*Goal:* Reproduce the records from their start through the line containing "800 533 L 800", both ends included, keeping the requests and leaving out the pictures. Multiply every number in the answers (the viewBox values and path coordinates) by 0.95, rounding to whole numbers with halves rounded up.

*Source records:*
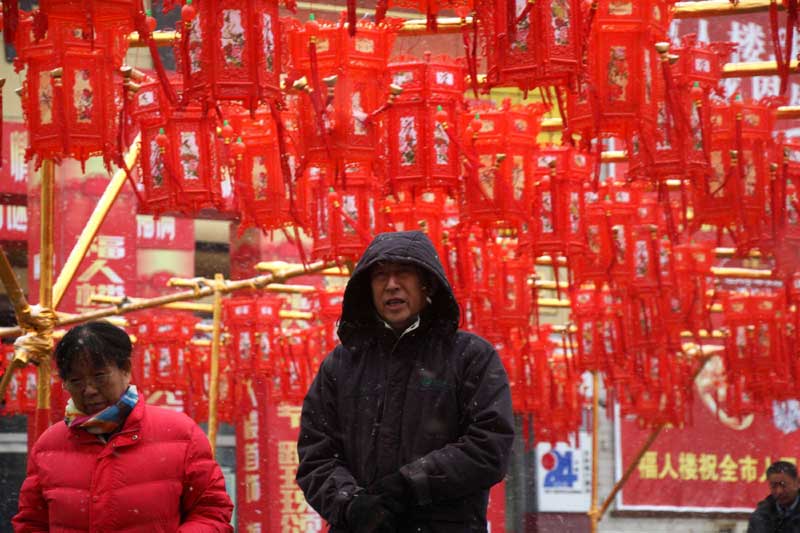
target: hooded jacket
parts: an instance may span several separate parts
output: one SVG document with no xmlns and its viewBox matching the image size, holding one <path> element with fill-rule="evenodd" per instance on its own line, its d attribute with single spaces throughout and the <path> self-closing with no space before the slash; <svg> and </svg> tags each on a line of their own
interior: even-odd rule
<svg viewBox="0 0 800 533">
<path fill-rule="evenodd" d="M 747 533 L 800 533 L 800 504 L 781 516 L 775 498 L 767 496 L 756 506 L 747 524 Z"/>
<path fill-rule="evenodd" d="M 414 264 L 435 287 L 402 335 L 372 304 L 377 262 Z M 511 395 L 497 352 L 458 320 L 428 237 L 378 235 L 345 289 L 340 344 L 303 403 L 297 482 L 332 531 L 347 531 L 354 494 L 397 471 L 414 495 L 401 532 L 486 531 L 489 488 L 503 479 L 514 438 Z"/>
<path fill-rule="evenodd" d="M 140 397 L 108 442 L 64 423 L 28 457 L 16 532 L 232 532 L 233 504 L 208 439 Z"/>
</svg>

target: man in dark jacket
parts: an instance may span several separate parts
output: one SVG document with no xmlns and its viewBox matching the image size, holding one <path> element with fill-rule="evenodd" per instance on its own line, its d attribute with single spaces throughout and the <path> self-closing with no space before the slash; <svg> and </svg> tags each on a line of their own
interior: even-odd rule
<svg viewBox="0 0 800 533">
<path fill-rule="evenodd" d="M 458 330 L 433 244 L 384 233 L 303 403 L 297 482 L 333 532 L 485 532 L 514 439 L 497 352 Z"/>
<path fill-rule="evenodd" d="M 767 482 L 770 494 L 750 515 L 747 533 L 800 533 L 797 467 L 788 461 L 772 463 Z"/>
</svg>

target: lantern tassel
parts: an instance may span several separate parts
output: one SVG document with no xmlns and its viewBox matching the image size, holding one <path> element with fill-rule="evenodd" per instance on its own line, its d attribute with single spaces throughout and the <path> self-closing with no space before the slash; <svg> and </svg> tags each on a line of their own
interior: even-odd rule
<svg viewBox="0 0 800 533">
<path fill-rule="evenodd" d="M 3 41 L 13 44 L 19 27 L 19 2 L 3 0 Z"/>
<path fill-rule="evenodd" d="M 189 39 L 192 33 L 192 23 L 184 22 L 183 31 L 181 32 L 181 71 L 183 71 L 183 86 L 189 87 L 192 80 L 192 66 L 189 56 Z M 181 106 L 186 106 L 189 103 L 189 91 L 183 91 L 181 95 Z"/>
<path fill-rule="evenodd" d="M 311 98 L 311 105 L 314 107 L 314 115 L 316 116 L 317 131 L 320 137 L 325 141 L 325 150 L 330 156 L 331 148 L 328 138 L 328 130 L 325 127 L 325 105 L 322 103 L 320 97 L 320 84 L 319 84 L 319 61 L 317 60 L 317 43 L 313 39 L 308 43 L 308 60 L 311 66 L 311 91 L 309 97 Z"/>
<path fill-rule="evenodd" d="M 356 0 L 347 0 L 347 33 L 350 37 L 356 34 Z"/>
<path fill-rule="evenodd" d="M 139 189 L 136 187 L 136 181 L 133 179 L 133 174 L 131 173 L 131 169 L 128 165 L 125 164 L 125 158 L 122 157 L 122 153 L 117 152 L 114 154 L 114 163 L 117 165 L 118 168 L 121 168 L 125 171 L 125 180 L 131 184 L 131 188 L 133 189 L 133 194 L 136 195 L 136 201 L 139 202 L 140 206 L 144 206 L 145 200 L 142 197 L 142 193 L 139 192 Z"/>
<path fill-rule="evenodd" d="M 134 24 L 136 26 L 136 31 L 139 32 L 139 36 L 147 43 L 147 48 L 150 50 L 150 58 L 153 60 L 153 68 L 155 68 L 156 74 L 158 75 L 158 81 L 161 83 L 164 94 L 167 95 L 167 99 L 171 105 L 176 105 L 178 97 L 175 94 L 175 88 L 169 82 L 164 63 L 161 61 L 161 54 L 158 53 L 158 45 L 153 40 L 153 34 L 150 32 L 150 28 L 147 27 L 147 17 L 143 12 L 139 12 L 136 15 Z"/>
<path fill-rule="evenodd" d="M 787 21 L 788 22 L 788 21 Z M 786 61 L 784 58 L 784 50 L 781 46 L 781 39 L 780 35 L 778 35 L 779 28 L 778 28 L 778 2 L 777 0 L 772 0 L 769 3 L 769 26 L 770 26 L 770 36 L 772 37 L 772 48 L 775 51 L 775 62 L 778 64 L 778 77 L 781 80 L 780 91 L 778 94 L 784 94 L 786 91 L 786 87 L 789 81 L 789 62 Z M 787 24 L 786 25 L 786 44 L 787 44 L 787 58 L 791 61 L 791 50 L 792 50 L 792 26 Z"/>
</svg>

*Result:*
target: hooded jacket
parts: an instance may span several separate parts
output: one SVG document with no xmlns and its viewBox matching the image size, holding one <path> element with fill-rule="evenodd" per instance on its own line, its d attribute with single spaces throughout and the <path> self-closing with no space before the slash; <svg> and </svg> tags each on a line of their own
interior: even-odd rule
<svg viewBox="0 0 760 506">
<path fill-rule="evenodd" d="M 710 506 L 760 506 L 760 479 L 742 490 L 736 473 L 729 471 L 718 481 L 710 498 Z"/>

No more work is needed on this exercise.